§ **Task statement**: Return the records word for word. Any pictures in them are not part of the copy.

[Point-per-instance localization data]
-----
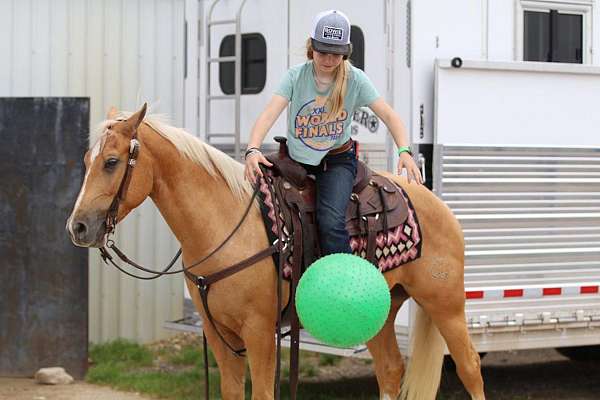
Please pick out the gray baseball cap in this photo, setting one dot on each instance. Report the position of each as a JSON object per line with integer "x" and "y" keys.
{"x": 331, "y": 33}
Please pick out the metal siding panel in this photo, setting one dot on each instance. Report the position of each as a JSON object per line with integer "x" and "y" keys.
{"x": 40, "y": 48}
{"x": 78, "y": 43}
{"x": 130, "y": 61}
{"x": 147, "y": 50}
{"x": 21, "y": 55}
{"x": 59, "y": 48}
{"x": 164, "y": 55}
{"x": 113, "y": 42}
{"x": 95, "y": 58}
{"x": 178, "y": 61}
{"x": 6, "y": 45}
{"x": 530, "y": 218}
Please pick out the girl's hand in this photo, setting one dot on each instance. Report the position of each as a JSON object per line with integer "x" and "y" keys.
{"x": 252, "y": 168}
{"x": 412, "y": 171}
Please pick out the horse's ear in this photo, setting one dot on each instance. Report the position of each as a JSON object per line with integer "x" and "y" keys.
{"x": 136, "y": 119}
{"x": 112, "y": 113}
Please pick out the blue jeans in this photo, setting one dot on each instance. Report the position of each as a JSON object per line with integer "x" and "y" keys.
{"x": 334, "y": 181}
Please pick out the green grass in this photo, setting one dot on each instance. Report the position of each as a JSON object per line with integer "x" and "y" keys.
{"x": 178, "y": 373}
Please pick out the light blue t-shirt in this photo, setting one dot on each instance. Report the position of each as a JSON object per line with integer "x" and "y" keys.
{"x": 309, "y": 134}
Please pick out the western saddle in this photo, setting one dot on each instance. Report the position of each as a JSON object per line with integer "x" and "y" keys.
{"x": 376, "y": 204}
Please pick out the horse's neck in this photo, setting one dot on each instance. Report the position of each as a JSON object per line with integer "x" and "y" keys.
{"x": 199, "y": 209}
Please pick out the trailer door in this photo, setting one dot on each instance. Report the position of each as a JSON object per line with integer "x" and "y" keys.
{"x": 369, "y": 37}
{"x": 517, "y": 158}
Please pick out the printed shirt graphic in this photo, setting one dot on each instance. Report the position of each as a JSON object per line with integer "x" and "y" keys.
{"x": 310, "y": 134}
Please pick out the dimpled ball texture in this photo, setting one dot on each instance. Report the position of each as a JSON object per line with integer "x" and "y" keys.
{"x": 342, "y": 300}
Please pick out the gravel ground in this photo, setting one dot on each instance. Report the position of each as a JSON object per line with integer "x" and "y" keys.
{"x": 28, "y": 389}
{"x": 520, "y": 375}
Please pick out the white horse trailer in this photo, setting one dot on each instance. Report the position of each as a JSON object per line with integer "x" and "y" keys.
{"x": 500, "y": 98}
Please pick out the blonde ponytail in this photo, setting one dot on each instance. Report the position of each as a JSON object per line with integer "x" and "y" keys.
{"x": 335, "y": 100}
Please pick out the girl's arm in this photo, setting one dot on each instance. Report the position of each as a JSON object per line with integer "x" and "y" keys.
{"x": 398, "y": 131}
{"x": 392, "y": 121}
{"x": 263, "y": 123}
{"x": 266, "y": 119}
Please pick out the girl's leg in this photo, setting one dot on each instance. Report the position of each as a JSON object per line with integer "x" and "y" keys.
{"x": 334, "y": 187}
-----
§ **Written solution**:
Please pick out the gray baseball cap in this photo, setting one dot on each instance. Report the position of each as a JSON object per line with integer "x" and "y" keys.
{"x": 331, "y": 33}
Please pick out the metal siding panel in this photo, setting one dot on each instance. Report the position of each as a JSON object per line with integer "x" and "y" keys.
{"x": 40, "y": 48}
{"x": 78, "y": 43}
{"x": 130, "y": 61}
{"x": 147, "y": 50}
{"x": 21, "y": 55}
{"x": 59, "y": 48}
{"x": 164, "y": 55}
{"x": 113, "y": 42}
{"x": 95, "y": 58}
{"x": 178, "y": 61}
{"x": 6, "y": 45}
{"x": 530, "y": 218}
Please pick out the girl's hand in this photo, setting one dot on each instance. Report the position of each as a JSON object per line with integer "x" and "y" keys.
{"x": 252, "y": 168}
{"x": 412, "y": 171}
Please pick out the horse's ear in this photo, setting one dot on each instance. Report the position of each as a JSON object per line with integer "x" and "y" keys.
{"x": 136, "y": 119}
{"x": 112, "y": 113}
Please pick out the blue jeans in this photo, setting one dot on each instance. Report the position of each as a JSON object per line with integer "x" and "y" keys.
{"x": 334, "y": 181}
Please pick out the green grass in this photo, setting one dot on each instance. Report the position of each as a JSON object per line with integer "x" and "y" keys.
{"x": 178, "y": 373}
Please pick out the light blue t-shirt in this photo, setting one dot on each instance. Report the position of each as a JSON object per line with integer "x" and "y" keys.
{"x": 309, "y": 134}
Please pick out the western saddle in this photo, setting one dot on each instance. Report the position of each as a JSON object per line with integer "x" and "y" keys.
{"x": 376, "y": 204}
Please pick out the horse's neck in this photo, setting one dot on each instance. Report the position of each as a JSON object per line with integer "x" and "y" keys.
{"x": 199, "y": 209}
Please pick out the trailer door in this photo, setting one dot on each instance. Report the position of each as a JSON object per line with integer "x" and "y" keys.
{"x": 369, "y": 37}
{"x": 517, "y": 158}
Please pick out the printed shirt graphic in this photo, setting one dot on each instance. Report the position of each as a JSON object per line with integer "x" and "y" keys.
{"x": 310, "y": 134}
Please pick out the dimpled ball texture in this photo, setting one dot on each instance. Report the position of each as a JSON object per line with integer "x" and "y" keys.
{"x": 342, "y": 300}
Please pick out the gravel ground in this photo, setting one dot on each instance. Report the position of each as a JSON object per line with integer "x" and "y" keys.
{"x": 28, "y": 389}
{"x": 520, "y": 375}
Please pick out the white horse trailer in this photo, setting one dot on each instance. Report the position of each as a JSON object per line with integer "x" and "y" keys.
{"x": 500, "y": 98}
Please pick out the blonde ponytail in this photo, setting one dot on each instance. Report the position of each as a JSON object per line with integer "x" and "y" keys.
{"x": 335, "y": 100}
Please pick out the girl's arm in this photo, setting one dot on each instance. Report the position of each as a JSON object per line with integer "x" and "y" keys.
{"x": 398, "y": 131}
{"x": 392, "y": 121}
{"x": 263, "y": 123}
{"x": 266, "y": 119}
Please pick out the girl's leg in this photo, setting one dot on each instance. Report the position of each as a JSON object per line with integer "x" and "y" keys.
{"x": 334, "y": 187}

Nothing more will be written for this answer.